Dataset records:
◆ ◆ ◆ ◆ ◆ ◆ ◆

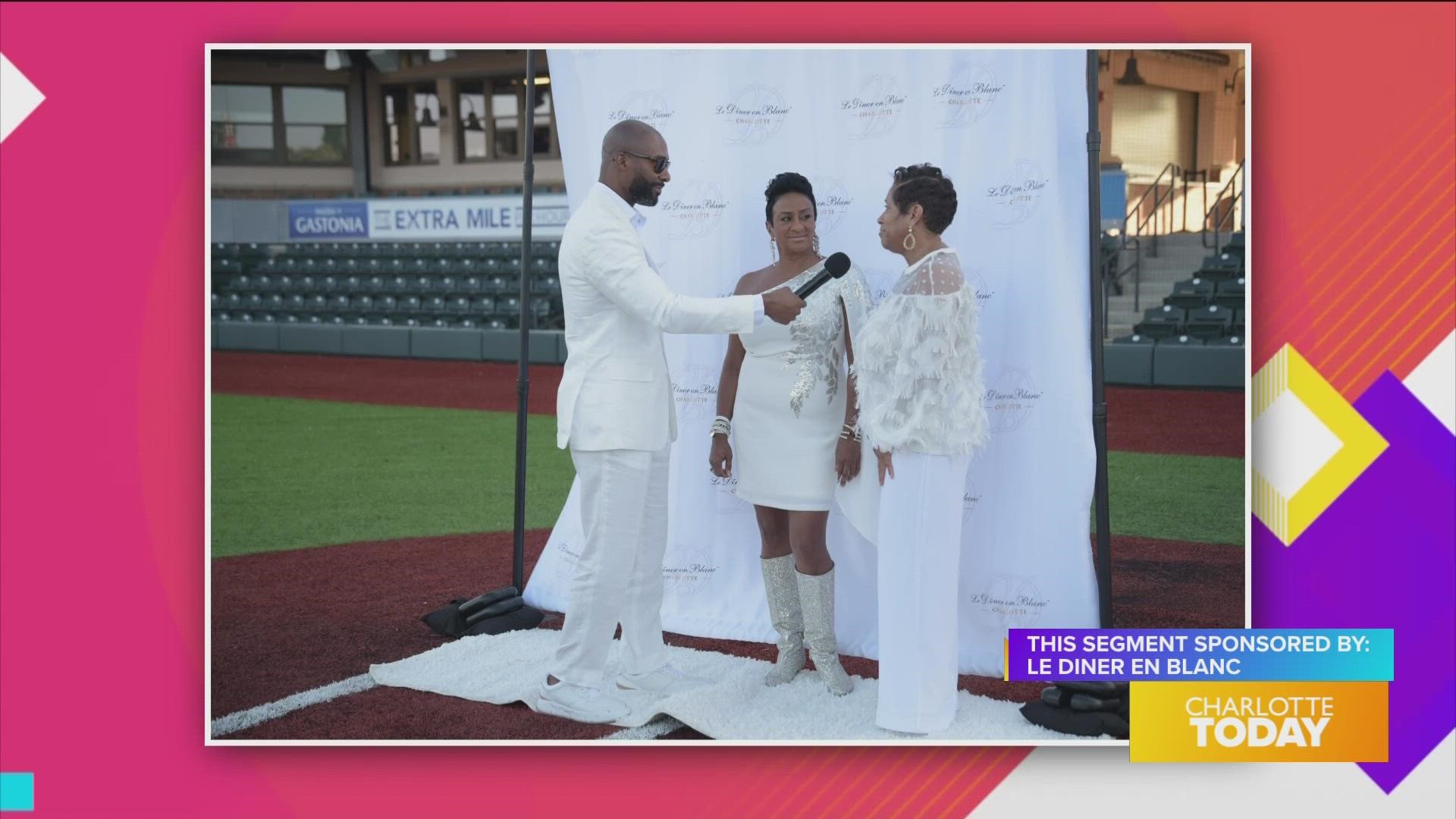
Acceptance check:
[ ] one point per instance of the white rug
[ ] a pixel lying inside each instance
(510, 668)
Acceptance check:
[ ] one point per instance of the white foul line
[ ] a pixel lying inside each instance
(251, 717)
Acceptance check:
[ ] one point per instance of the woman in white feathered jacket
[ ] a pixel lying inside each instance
(918, 369)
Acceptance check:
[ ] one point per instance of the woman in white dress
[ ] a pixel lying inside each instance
(922, 411)
(785, 400)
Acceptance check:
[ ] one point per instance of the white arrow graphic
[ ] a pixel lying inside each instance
(18, 96)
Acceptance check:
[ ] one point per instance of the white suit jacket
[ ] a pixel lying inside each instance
(617, 391)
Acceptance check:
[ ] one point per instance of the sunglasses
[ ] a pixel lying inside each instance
(658, 162)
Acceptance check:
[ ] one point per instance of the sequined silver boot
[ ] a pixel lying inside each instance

◆ ◆ ◆ ◆ ◆ ◆ ◆

> [DIRECTION] Update the material by replacing each "Acceptance check" with "Quality check" and changing nothing else. Leave the pictures out of your answer.

> [PROBLEM SOLUTION]
Quality check:
[ ] one point per instance of the white rug
[ ] a pixel lying inside each instance
(510, 668)
Quality check:
[ ] one point per instance of the white foul line
[ ] a pixel lying inside each instance
(251, 717)
Quality check:
[ ] one point per instance of the woman in white feathered jacket
[ ] a pixel lying inside each instance
(918, 369)
Quality check:
[ ] one point per instance of the woman in white dress
[ ] a pixel lying inside each instance
(922, 411)
(785, 400)
Quality check:
[ ] one point per instance of the white arrow graphic
[ ] a pixel lying inside each instance
(18, 96)
Quality check:
[ ] one point per instance of the white suit jacket
[ ] a pixel lying inside each instance
(617, 391)
Quality check:
[ ] one point per instance of the sunglasses
[ ] a pixel lying inside each instance
(658, 162)
Quality check:
[ ] one point per instance of the sequined silver boot
[ ] a pixel lying inside each instance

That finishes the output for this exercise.